(Records)
════════════════════
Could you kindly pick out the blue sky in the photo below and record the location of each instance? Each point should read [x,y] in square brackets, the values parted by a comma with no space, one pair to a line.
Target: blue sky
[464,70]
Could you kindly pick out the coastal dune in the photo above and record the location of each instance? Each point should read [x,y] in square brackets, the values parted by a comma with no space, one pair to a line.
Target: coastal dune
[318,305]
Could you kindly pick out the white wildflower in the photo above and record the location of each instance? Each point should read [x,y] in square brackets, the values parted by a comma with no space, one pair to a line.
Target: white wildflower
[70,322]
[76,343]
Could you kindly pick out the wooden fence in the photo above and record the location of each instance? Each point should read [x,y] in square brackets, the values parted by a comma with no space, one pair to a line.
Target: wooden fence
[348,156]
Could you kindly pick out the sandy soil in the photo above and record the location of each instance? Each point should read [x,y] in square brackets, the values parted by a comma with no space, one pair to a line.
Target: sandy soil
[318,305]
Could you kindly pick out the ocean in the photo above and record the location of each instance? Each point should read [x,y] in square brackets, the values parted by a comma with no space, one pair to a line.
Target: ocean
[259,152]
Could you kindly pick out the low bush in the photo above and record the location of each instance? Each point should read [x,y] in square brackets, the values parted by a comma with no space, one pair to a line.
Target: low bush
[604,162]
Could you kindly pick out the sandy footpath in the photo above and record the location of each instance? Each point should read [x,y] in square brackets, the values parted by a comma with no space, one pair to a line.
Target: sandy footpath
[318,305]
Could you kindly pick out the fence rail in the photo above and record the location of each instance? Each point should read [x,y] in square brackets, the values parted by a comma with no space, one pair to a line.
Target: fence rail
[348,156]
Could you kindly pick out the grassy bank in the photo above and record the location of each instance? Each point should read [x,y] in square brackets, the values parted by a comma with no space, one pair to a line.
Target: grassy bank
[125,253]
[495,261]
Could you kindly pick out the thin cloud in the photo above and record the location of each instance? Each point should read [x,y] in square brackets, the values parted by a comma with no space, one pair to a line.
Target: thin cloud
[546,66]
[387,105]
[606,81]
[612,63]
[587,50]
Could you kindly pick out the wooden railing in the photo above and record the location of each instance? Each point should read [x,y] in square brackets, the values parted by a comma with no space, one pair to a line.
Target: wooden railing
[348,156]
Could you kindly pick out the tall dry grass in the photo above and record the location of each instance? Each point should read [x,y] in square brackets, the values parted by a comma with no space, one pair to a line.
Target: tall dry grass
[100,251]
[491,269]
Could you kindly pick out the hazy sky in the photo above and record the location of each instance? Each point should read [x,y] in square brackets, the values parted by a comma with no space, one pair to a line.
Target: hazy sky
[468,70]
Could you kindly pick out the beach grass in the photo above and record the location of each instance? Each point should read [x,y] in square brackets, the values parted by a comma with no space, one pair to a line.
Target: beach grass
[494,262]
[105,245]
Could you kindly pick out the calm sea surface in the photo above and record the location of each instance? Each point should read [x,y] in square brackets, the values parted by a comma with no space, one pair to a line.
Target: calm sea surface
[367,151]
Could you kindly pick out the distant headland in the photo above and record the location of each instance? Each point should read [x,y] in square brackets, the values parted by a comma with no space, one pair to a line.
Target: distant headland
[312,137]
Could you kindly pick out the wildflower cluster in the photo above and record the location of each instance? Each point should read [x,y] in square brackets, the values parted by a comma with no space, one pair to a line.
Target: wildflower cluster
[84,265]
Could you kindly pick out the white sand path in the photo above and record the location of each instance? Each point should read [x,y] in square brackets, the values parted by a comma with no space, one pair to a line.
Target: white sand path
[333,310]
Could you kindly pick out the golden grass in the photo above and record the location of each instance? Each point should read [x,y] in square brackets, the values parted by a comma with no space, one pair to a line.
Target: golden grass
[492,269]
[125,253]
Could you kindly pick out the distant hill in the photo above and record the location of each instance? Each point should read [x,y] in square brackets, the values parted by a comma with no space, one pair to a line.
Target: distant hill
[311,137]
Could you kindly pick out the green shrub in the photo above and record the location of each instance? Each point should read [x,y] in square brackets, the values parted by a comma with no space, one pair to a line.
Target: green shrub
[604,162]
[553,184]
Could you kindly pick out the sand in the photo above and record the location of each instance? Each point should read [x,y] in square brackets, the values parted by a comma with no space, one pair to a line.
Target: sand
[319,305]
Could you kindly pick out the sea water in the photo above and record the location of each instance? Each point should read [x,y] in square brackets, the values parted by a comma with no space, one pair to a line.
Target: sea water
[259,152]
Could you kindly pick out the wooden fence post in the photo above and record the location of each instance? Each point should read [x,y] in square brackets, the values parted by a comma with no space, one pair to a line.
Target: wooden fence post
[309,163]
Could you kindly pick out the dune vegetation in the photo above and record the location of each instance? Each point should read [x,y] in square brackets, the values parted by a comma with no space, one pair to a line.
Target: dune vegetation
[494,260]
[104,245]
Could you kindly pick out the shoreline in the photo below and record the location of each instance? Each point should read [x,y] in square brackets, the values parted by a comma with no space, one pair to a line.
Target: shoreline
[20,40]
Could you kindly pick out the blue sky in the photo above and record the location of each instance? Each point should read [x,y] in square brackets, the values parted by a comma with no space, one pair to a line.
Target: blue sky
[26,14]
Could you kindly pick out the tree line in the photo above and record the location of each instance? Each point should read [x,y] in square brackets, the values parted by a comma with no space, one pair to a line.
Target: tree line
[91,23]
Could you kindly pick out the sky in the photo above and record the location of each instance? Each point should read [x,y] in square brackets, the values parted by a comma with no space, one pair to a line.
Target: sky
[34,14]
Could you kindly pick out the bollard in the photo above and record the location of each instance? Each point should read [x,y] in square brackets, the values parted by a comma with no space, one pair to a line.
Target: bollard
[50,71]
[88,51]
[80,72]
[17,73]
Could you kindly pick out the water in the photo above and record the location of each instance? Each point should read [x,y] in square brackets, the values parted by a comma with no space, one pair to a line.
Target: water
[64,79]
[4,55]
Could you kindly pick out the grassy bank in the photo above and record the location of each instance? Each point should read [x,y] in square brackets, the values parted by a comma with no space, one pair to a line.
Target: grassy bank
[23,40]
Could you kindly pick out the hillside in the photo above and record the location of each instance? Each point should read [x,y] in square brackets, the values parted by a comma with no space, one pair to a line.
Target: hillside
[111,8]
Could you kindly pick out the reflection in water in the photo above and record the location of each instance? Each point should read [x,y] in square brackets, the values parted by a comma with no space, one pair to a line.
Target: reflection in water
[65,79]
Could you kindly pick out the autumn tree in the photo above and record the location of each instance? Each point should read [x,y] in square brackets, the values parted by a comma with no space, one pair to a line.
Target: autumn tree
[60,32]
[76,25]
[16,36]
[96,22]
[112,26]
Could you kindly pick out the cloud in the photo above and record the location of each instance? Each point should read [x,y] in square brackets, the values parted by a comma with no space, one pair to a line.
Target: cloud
════════════════════
→ **What you will do**: Each line above must be reproduced exactly as it stands.

→ **Response for this exercise**:
Could you kindly pick out the blue sky in the photo below and record the location of each instance? Each point should read [x,y] in square brackets, the values parted by a comma with no space, one pair to a line.
Target: blue sky
[464,70]
Could you kindly pick out the coastal dune in the photo above and record the location of each instance? Each point should read [x,y] in square brackets, the values parted by a comma with no space, one pair to a line.
Target: coastal dune
[318,305]
Could you kindly pick out the white wildflower in the photo above and record the location of each instance? Each point should read [x,y] in square brackets, the values parted by a comma with no space, one pair to a line.
Target: white wildflower
[70,322]
[76,343]
Could you kindly pick out the wooden fence in the photo above and record the location of each instance? Each point should read [x,y] in square brackets, the values parted by a comma with no space, one pair to a line.
Target: wooden fence
[348,156]
Could you kindly pick out the sandy soil in the photo above and record the location of each instance? Each point should read [x,y] in square brackets, the values parted by a comma with no space, one pair to a line.
Target: sandy soil
[318,305]
Could you kindly pick out the ocean in the photo above and record the location of each instance? Each point should read [x,y] in square brackets, the values parted by a comma with no space, one pair to a line.
Target: ocean
[259,152]
Could you kindly pick out the low bush in the photo above and record the location of each instance? Each point should read [x,y] in square brackets, the values parted by a comma with no space, one pair to a line.
Target: low bush
[604,162]
Could you kindly pick out the sandy footpath in the photo above and record the location of each instance? Each point should read [x,y] in square brackets, the values parted by a comma with no space, one pair to a line.
Target: sandy footpath
[318,305]
Could you kindly pick out the fence rail in the photo above and record the location of each instance? Each point should read [x,y] in square brackets, the values parted by a comma with no space, one pair to a line.
Target: fence rail
[348,156]
Could you kindly pick out the grassy bank in the photo above and record the location of each instance? Each point should read [x,y] in square brackets, the values parted by a comma with no space, one pair to a line.
Target: grassy bank
[125,253]
[495,261]
Could you kindly pick out the thin cloud in the photo above and record the location of each instance? Each point should read [x,y] in square brackets, the values parted by a comma with no space, one pair to a line.
Target: thin cloud
[546,66]
[387,105]
[606,81]
[612,63]
[587,50]
Could you kindly pick out the wooden railing in the photo above and record the location of each instance? Each point should read [x,y] in square brackets, the values parted by a comma with no space, one pair to a line.
Target: wooden railing
[348,156]
Could you kindly pick out the tall dry grass in the photo above and record the location of each instance? Each point should read [x,y] in square brackets, the values parted by a comma with no space, one pair to a line.
Target: tall dry grass
[100,251]
[491,269]
Could you kindly pick out the hazy sky in the photo above and record the location of each instance? Each point should read [x,y] in square brackets, the values parted by a comma with no space, one pair to a line.
Target: hazy sky
[468,70]
Could you kindly pick out the beach grass in the photo above and record the location of each instance? Each point should read [x,y] in square brackets, the values parted by a comma with no space, one pair to a line.
Target: beach grass
[494,262]
[105,245]
Could you kindly pick out the calm sea surface in the photo above and record the location of each instance? Each point should read [x,y] in square brackets, the values parted by a comma with no space, one pair to a line.
Target: calm sea surface
[367,151]
Could you kindly pick out the distant headland in the photo above and record the location of each instance? Each point should read [x,y] in square brackets, the values parted by a comma with no space, one pair to a line.
Target: distant headland
[312,137]
Could you kindly pick out the wildflower cluster in the photo above and record the location of each instance? Each point should read [x,y] in square brackets, the values parted by a comma with no space, one pair to a line.
Target: wildflower cluster
[84,265]
Could you kindly pick out the white sand path in the photo above and record the location of each instance? Each point should read [x,y] in square brackets, the values parted by a comma with no space, one pair to a line.
Target: white sand path
[333,310]
Could you kindly pick out the golden grass in the photo above and record the location of each instance? Each point should read [x,y] in square brackets, the values parted by a comma with no space, one pair to a line.
Target: golden grass
[492,269]
[125,253]
Could you kindly pick out the distant hill in the photo above and record the location of each instance? Each point should read [x,y] in square brackets, the values parted by a comma with no space, one pair to a line.
Target: distant hill
[311,137]
Could you kindly pick out the green shrub in the photo above and record the location of each instance? Each point should read [x,y] in square brackets, the values parted by a comma with no space, one pair to a line.
Target: green shrub
[604,162]
[553,184]
Could you kindly pick out the sand in the photo above and record the location of each instance? Each point should read [x,y] in square brackets, the values parted by a comma with no space, one pair to a line.
Target: sand
[319,305]
Could you kindly pick out the sea water in the photo above and record the location of each instance? Each point should read [x,y] in square brackets, the values parted by a comma with no space, one pair to a line.
Target: sea water
[259,152]
Could you kindly pick out the wooden fence post in the photo above and record the location of each instance? Each point should read [x,y] in square brackets, the values parted by a comma with no space, one pair to a line.
Target: wooden fence post
[309,163]
Could you kindly pick out the dune vegetation in the photo above and record the location of each instance? Each point should read [x,y] in square brackets, the values parted by a comma with no space, one pair to a line.
Target: dune vegetation
[494,260]
[104,245]
Could you kindly pick out the shoreline in the photo below and record the location of each instance? Each point should read [x,y] in square brackets, the values parted by a comma with no space, one pair to a line.
Target: shoreline
[20,40]
Could you kindly pick out the blue sky in the photo above and record the location of each instance? Each point should read [x,y] in square brackets, the values parted by a comma with no space, one pair to a line.
Target: blue sky
[26,14]
Could you kindly pick out the tree line in the photo above and record the location of each instance? Each point should read [x,y] in square brackets, the values parted by a comma with no space, one pair to a line.
Target: tree line
[91,23]
Could you kindly pick out the sky in the photo above and record the location of each instance? Each point should read [x,y] in square brackets, the values parted by a comma with no space, one pair to a line.
Target: sky
[34,14]
Could you kindly pick out the bollard in the photo above and record the location of each instance? Each point should read [x,y] in square brackets, the values parted by a comma with no space, one pair to a line.
Target: bollard
[50,71]
[88,51]
[80,72]
[17,73]
Could you kindly pick out the water in the photo above and record the location of each instance? Each point should read [x,y] in square brackets, the values parted by a comma with no space, one pair to a line.
Target: water
[64,79]
[4,55]
Could you kindly pick out the grassy bank in the photo above and record the location of each instance? Each point should read [x,y] in square brackets, the values parted by a comma with no space, one pair to a line.
Target: grassy bank
[23,40]
Could you kindly pick out the hillside in the photo above and record the location of each instance? Each point should read [x,y] in square brackets, the values parted by a comma with no space, one pair to a line.
Target: hillside
[111,8]
Could you kindly pick out the reflection in water in the photo above and record the location of each instance? Each point should read [x,y] in square brackets, the values parted by a comma with no space, one pair to a line.
Target: reflection in water
[65,79]
Could you kindly pick out the autumn tree in the photo above and record the location of each instance? Each point should read [x,y] in square brackets, the values parted by a comma with no space, one pair to a line.
Target: autumn tree
[60,32]
[76,25]
[16,36]
[96,22]
[112,26]
Could you kindly pick out the cloud in the photo above and record the location of each instance? Each point should read [x,y] in square brackets, the values parted by a comma with no space, one pair to a line.
Target: cloud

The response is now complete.